▶ Rows from a pointing dataset

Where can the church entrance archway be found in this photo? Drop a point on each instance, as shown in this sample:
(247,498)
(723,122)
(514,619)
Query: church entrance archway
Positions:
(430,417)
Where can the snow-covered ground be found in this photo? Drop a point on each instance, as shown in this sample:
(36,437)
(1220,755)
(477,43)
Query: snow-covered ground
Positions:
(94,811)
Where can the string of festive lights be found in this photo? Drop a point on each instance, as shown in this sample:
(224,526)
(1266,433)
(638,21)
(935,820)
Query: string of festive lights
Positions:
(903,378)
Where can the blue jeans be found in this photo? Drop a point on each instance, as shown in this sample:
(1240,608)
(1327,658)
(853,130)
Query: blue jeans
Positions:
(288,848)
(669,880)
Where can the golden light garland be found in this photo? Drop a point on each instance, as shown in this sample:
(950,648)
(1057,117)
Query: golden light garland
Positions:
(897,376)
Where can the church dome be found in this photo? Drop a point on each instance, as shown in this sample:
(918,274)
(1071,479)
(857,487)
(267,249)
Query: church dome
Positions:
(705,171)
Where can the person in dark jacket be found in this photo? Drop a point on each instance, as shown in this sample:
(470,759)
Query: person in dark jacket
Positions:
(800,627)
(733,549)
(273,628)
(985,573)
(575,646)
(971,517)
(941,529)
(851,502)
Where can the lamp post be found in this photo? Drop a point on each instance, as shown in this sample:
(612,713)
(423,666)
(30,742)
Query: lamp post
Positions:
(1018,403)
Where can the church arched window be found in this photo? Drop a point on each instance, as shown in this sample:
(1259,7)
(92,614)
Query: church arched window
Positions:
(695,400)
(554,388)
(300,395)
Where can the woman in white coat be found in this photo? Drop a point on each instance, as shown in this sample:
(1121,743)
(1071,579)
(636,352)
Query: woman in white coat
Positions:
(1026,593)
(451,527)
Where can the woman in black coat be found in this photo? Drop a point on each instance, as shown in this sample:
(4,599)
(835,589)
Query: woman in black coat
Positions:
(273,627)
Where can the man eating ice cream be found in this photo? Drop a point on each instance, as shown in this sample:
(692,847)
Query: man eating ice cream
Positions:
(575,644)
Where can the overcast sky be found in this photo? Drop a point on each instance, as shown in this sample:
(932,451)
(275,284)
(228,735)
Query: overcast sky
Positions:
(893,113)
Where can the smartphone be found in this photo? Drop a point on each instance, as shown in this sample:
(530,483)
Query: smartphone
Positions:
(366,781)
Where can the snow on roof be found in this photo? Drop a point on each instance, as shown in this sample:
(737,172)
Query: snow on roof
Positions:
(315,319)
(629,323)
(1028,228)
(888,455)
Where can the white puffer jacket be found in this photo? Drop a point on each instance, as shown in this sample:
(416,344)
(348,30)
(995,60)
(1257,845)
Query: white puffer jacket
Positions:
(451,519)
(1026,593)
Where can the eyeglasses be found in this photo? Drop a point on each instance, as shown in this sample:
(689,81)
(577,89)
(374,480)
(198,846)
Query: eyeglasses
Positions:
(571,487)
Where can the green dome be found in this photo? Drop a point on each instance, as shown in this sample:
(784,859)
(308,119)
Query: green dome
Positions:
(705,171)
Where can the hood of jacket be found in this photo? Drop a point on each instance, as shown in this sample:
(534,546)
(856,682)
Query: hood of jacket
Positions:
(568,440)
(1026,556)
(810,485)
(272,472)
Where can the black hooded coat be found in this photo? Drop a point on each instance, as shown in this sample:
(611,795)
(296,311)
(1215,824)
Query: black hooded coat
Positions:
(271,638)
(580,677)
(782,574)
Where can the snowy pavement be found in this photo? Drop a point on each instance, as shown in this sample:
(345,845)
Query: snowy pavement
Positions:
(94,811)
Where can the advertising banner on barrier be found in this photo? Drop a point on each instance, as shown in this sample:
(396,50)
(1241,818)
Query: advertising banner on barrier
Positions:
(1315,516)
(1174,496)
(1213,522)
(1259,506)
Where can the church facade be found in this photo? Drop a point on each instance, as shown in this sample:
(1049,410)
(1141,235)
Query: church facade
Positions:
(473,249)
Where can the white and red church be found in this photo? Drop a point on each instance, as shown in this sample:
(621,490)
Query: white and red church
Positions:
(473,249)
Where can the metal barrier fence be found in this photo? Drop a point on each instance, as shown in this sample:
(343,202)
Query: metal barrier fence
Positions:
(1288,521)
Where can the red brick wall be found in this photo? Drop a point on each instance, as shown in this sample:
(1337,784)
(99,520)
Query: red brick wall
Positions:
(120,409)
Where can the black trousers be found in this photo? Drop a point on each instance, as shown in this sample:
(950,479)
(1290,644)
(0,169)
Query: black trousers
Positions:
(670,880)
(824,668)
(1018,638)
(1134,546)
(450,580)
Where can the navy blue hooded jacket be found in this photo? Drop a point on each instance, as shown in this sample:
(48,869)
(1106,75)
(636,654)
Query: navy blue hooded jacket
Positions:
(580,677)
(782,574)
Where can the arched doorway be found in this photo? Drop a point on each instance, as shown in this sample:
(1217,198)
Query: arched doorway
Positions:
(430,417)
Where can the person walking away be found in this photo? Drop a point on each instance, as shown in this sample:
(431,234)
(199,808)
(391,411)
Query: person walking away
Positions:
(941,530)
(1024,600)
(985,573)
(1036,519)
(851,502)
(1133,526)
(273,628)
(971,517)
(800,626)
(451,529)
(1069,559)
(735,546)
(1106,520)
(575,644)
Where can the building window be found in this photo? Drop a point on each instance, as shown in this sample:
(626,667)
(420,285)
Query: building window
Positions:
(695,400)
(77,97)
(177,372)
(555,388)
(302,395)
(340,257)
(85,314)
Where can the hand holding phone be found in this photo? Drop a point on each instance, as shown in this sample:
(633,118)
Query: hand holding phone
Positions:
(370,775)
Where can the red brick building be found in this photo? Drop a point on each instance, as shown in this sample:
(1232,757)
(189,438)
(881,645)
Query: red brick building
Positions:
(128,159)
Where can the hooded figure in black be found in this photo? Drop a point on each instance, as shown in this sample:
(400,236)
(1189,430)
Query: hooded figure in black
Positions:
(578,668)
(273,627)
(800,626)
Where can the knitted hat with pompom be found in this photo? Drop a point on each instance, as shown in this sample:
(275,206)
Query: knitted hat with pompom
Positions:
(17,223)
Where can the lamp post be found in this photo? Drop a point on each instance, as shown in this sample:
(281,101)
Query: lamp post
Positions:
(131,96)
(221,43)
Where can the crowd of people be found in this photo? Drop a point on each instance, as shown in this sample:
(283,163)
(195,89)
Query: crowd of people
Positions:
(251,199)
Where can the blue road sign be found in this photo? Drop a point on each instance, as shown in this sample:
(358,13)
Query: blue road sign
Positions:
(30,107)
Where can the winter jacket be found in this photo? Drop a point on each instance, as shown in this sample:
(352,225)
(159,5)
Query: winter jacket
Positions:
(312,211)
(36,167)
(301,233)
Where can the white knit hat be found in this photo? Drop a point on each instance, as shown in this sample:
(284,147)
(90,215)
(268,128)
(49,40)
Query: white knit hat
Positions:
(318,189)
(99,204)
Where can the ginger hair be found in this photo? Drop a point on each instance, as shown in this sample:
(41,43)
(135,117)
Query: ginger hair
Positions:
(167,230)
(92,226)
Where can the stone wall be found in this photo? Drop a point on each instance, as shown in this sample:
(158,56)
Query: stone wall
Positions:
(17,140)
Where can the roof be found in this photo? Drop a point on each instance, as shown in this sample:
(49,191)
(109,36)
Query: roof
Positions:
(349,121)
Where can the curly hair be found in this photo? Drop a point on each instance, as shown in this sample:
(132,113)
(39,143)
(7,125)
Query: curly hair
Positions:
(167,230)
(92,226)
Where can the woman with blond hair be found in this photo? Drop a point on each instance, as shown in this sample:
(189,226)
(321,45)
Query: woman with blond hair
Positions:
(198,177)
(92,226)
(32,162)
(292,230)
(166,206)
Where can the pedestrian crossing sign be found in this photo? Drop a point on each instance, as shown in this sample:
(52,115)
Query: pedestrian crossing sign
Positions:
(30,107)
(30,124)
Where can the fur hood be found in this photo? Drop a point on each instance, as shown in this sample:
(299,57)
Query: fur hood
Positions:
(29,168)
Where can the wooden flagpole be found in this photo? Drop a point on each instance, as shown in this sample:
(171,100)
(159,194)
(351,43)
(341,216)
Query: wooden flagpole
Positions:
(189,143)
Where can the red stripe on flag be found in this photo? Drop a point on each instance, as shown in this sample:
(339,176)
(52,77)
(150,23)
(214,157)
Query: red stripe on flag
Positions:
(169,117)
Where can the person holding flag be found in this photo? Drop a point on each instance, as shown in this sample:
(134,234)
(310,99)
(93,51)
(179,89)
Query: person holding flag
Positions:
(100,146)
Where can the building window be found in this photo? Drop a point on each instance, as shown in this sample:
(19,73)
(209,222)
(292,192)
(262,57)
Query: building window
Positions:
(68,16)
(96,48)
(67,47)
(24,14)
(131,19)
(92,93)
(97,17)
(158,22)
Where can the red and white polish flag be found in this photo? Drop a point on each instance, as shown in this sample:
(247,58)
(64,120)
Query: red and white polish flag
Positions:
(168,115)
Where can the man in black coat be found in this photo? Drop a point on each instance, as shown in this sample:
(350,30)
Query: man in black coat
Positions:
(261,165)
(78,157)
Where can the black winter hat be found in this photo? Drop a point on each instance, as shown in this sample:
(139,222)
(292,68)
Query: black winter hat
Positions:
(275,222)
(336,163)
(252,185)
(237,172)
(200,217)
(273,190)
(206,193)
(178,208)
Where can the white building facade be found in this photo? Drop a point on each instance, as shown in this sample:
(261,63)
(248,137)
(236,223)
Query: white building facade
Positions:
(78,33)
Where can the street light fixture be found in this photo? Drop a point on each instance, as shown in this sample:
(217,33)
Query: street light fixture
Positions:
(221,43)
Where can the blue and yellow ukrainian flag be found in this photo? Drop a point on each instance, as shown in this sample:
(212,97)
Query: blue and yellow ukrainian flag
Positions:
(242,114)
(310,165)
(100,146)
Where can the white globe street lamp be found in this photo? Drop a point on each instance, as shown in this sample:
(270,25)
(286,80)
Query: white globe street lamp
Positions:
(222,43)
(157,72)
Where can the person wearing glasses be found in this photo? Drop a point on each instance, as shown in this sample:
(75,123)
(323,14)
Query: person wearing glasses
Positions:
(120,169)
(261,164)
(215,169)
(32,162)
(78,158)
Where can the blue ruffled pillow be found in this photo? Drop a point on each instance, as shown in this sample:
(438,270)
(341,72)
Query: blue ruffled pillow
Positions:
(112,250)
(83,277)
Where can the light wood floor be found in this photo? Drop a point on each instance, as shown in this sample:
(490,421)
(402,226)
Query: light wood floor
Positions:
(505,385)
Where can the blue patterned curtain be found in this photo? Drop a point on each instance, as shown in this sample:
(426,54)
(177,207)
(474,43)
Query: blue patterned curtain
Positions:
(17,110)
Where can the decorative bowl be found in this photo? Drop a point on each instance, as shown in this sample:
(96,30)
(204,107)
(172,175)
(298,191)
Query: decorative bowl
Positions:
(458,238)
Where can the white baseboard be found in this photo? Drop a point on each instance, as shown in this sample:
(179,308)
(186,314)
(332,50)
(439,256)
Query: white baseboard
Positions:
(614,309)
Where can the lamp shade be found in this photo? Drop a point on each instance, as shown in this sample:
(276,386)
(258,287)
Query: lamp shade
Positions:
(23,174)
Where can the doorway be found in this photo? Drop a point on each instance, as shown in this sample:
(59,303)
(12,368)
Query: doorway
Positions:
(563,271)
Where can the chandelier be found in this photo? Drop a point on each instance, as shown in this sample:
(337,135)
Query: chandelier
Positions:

▶ Goal of the exercise
Could you quote, exactly as they appear, the line containing "Where can the white baseboard" and every line after it to the end of the records above?

▶ Problem solution
Where can the white baseboard be found in this photo? Drop a point on each instance, as shown in this sample:
(179,308)
(186,314)
(332,50)
(439,256)
Query: white baseboard
Positions:
(614,309)
Where can the lamp shade be found in this photo? Drop a point on each instance, as shown in this sample:
(276,386)
(258,287)
Query: lamp shade
Positions:
(23,174)
Where can the doorway be found in this photo? Drop a point on each instance, as shown in this sample:
(59,303)
(12,368)
Query: doorway
Positions:
(563,271)
Where can the chandelier be found in this photo? Drop a point on each instance, as shown in this sample:
(337,135)
Query: chandelier
Positions:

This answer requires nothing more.